Reproduce every line of the listing below without any alteration.

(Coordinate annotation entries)
>> Start
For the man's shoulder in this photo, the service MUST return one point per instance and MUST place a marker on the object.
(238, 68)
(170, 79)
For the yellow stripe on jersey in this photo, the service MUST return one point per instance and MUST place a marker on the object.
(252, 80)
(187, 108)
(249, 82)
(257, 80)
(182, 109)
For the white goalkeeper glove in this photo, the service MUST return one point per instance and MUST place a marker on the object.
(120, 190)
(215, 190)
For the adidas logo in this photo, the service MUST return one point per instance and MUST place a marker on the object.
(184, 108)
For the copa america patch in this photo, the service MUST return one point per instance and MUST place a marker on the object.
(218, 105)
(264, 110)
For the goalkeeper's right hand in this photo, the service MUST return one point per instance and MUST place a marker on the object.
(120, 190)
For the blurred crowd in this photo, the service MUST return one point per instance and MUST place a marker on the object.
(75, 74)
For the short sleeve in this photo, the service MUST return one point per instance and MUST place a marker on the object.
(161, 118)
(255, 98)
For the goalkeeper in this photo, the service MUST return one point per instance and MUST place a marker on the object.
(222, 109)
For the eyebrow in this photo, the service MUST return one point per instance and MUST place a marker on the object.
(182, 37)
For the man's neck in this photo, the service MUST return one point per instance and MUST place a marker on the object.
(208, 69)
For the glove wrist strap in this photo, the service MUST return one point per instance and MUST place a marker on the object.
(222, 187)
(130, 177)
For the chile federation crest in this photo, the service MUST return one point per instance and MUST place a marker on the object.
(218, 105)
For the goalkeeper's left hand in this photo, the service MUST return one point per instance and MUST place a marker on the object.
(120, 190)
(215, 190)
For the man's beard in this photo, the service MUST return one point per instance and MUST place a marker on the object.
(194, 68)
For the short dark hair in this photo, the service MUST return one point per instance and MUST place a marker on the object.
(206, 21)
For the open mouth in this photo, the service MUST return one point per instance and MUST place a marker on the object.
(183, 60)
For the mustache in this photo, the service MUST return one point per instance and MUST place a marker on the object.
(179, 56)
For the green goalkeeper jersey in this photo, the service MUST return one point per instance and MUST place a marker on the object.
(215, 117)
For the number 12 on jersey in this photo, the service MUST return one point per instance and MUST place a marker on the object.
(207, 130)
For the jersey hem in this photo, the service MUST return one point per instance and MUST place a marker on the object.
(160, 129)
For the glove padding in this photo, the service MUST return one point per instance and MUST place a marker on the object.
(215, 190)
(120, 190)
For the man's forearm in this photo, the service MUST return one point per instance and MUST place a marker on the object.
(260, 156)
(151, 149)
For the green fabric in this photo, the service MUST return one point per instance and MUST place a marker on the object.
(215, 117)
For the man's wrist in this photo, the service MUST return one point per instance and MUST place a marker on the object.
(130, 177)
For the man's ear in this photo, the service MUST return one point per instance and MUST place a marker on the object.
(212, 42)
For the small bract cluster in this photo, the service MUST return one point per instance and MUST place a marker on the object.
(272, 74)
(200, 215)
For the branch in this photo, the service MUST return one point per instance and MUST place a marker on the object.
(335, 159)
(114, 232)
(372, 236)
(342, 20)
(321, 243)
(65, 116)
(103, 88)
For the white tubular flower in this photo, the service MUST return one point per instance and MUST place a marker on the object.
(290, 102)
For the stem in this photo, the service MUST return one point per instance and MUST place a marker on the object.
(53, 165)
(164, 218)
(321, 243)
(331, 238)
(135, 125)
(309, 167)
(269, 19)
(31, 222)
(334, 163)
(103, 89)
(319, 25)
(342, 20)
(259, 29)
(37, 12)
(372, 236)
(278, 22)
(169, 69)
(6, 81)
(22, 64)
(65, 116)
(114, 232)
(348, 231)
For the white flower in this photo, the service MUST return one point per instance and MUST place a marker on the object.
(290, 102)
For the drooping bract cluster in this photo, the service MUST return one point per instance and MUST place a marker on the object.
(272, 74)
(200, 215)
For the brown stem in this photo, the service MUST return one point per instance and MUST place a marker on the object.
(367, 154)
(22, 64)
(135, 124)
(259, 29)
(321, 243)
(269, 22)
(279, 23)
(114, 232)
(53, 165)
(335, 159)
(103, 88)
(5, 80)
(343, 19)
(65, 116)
>> End
FINISHED TASK =>
For the man's shoulder in this photo, the service MUST return one point per instance and MUST place a marker on the object.
(238, 68)
(170, 79)
For the yellow stripe on jersey in this photo, the service MUST return one point per instance and MUST place a marker on the object.
(252, 80)
(187, 108)
(249, 82)
(257, 80)
(182, 109)
For the white goalkeeper glove in this photo, the service MUST return one point per instance and MUST place a marker on the object.
(120, 190)
(215, 190)
For the adidas logo in this photo, the service MUST return one point per instance and MUST place a marker on the object.
(184, 108)
For the copa america patch in this photo, the service MUST return one point per instance and MUST place a marker on the object.
(218, 105)
(264, 110)
For the goalkeeper's right hand in this photo, the service MUST return one point per instance and MUST place a marker on the object.
(120, 190)
For the blurred crowd in this photo, the service MUST return one point per instance and MUST place a marker on the object.
(75, 74)
For the short sleeve in this photo, the service MUST return one point per instance and MUST place a marker on the object.
(161, 118)
(255, 98)
For the goalkeeper in this photo, the service MUST return one point per instance and MUST place a marker on the object.
(222, 109)
For the eyebrow in this photo, the service MUST return one point per instance and MUST place a marker on the object.
(182, 37)
For the man's neck in this photo, the service MUST return one point per instance and MUST place a marker on the object.
(208, 69)
For the glove wrist strap in this photo, the service MUST return one point per instance and MUST place a marker on the object.
(222, 187)
(130, 177)
For the chile federation crest in this photo, the service MUST return one point per instance and MUST place a marker on the object.
(218, 105)
For the goalkeeper's left hand in this photo, the service MUST return one point per instance and MUST place a marker on the object.
(120, 190)
(215, 190)
For the man's beard in this photo, the service MUST return one point per instance and MUST place a marker on the object.
(194, 68)
For the short dark hair in this photo, the service MUST return one point per instance and MUST place a marker on the object.
(206, 21)
For the open mouth in this photo, the service MUST return one point per instance and MUST place a marker on the object.
(183, 60)
For the mustache in this photo, the service MUST return one point per instance and MUST place a marker on the object.
(179, 56)
For the green goalkeeper jersey in this photo, the service MUST return one point per instance and MUST place a marker on the object.
(215, 117)
For the number 12 on jersey in this photo, the service MUST return one point per instance and MUST place a marker on the object.
(207, 130)
For the jersey hem in this photo, the service MUST return one point per instance and MUST place a marker on the object.
(160, 129)
For the glove padding in this photo, the service MUST return one point per instance and MUST place a marker on the object.
(215, 190)
(120, 190)
For the man's forearm in this photo, the service MUST return one point per instance and MUST place a marker on the object.
(260, 156)
(151, 149)
For the green fabric in this photo, the service MUST return one point per instance and MUST place a marker on the object.
(215, 117)
For the man's wrist in this photo, the service MUST return one point per instance and MUST place a marker on the object.
(130, 177)
For the man's ear in this photo, the service MUST return one point per instance and MUST place a marker on the object.
(212, 42)
For the small bract cluster in this photo, the service MUST return one point per instance and MUST place a marker on the object.
(272, 74)
(200, 215)
For the branch in this photo, the service MUST return one point per instance and MUST place a marker on the object.
(335, 159)
(114, 232)
(372, 236)
(342, 20)
(321, 243)
(65, 116)
(103, 88)
For the white tubular flower in this photo, the service MUST return one point per instance and MUST place a marker on the object.
(290, 102)
For the stem in this photo, the service MUST return one point per instance and MUST place a marker on the object.
(53, 165)
(164, 218)
(321, 243)
(331, 238)
(135, 125)
(309, 167)
(269, 19)
(31, 222)
(334, 163)
(103, 89)
(319, 25)
(342, 20)
(259, 29)
(37, 12)
(372, 236)
(278, 22)
(169, 69)
(6, 81)
(22, 64)
(65, 116)
(114, 232)
(348, 231)
For the white flower in this photo, the service MUST return one point per instance and MUST place a marker on the object.
(290, 102)
For the drooping bract cluster in this photo, the service MUST return one point per instance and MUST place a marker on the object.
(272, 74)
(200, 215)
For the brown stem in this photo, the service MUST return one point per instance and MUST place a marker on the object.
(367, 154)
(22, 64)
(135, 124)
(259, 29)
(321, 243)
(269, 22)
(279, 23)
(114, 232)
(53, 165)
(335, 159)
(103, 88)
(5, 80)
(343, 19)
(65, 116)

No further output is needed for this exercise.